======== Data records

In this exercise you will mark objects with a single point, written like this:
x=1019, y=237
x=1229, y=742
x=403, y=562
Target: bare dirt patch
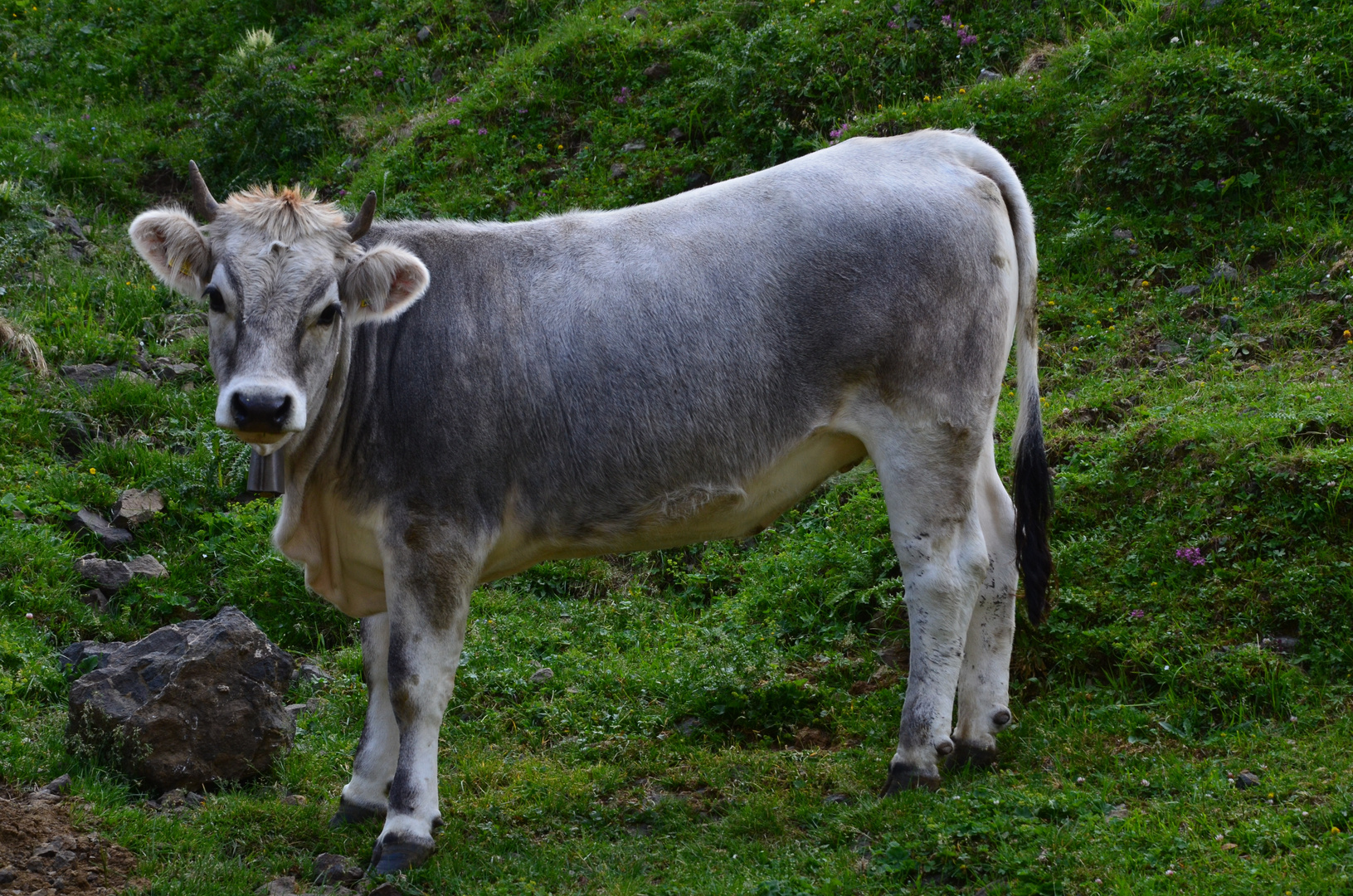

================

What is needed> Above are the records; give them all again exactly, apart from the pictures.

Task solution>
In this exercise you will mark objects with a single point, written like this:
x=1019, y=237
x=1229, y=742
x=403, y=562
Target: bare dirt patch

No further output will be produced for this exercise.